**What you need to do:** Reproduce the data below in full, substituting "location" for every occurrence of "position" and leaving everything else unchanged.

Point-based annotation data

━━━━━━━━━━━━━━━━━━━━

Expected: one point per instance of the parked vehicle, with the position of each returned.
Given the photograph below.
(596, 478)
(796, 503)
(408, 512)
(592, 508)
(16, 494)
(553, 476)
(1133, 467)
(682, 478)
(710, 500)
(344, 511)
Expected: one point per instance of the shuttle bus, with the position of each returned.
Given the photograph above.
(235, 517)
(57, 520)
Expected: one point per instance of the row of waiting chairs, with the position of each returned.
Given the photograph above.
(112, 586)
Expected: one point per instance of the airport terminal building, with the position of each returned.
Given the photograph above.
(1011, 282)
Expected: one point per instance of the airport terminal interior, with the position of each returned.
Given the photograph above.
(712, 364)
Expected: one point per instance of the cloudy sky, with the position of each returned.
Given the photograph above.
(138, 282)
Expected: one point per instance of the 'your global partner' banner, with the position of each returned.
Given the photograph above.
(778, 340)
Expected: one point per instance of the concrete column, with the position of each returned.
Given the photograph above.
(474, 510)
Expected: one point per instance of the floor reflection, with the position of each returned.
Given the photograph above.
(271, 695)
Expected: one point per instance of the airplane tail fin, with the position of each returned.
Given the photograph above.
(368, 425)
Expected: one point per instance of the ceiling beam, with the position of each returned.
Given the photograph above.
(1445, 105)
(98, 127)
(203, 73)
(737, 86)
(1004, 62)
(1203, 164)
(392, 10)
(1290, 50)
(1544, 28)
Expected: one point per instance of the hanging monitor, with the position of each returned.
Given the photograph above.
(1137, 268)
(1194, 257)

━━━━━━━━━━━━━━━━━━━━

**Worked answer:**
Expected: one point per instance of the parked vehicle, with the location of each returned.
Given the photograph below.
(596, 478)
(796, 503)
(408, 512)
(592, 508)
(16, 494)
(553, 476)
(1133, 467)
(682, 478)
(710, 500)
(344, 511)
Expected: one point per instance of the shuttle bus, with the location of each returned.
Given the photograph above.
(235, 517)
(57, 520)
Expected: one point per instance of the row of waiting chairs, with the location of each returned.
Given the photograph above.
(112, 586)
Expected: one point per instance of the airport terminal building, with the location of each returned.
Given the photograph above.
(1011, 282)
Expected: one point per instance of the airport terminal interior, with the location of each returned.
Given the photograph above.
(712, 364)
Expected: one point per instance of the cloudy sky, with the location of each returned.
Given the photograph above.
(138, 282)
Expected: one point per instance of the 'your global partner' banner, with the location of each returned.
Given the photograph above.
(778, 340)
Expected: one point per instance of the concrete column, with the location of each returned.
Given the photograph above.
(474, 510)
Expected: one point per instance of the floor reflection, with the location of each returned.
Given the photograph above.
(271, 695)
Expected: one point per instance of the airplane tail fin, with the location of each returned.
Given the photograph above.
(368, 425)
Expected: one point per instance of the ceiling beam, with the location of each returned.
Given the photograph above.
(1445, 105)
(98, 127)
(203, 73)
(737, 86)
(1004, 62)
(1203, 164)
(392, 10)
(1290, 50)
(1544, 28)
Expected: one point per instance of the hanging monitor, with the location of each returned.
Given the photograph above.
(1137, 268)
(1194, 257)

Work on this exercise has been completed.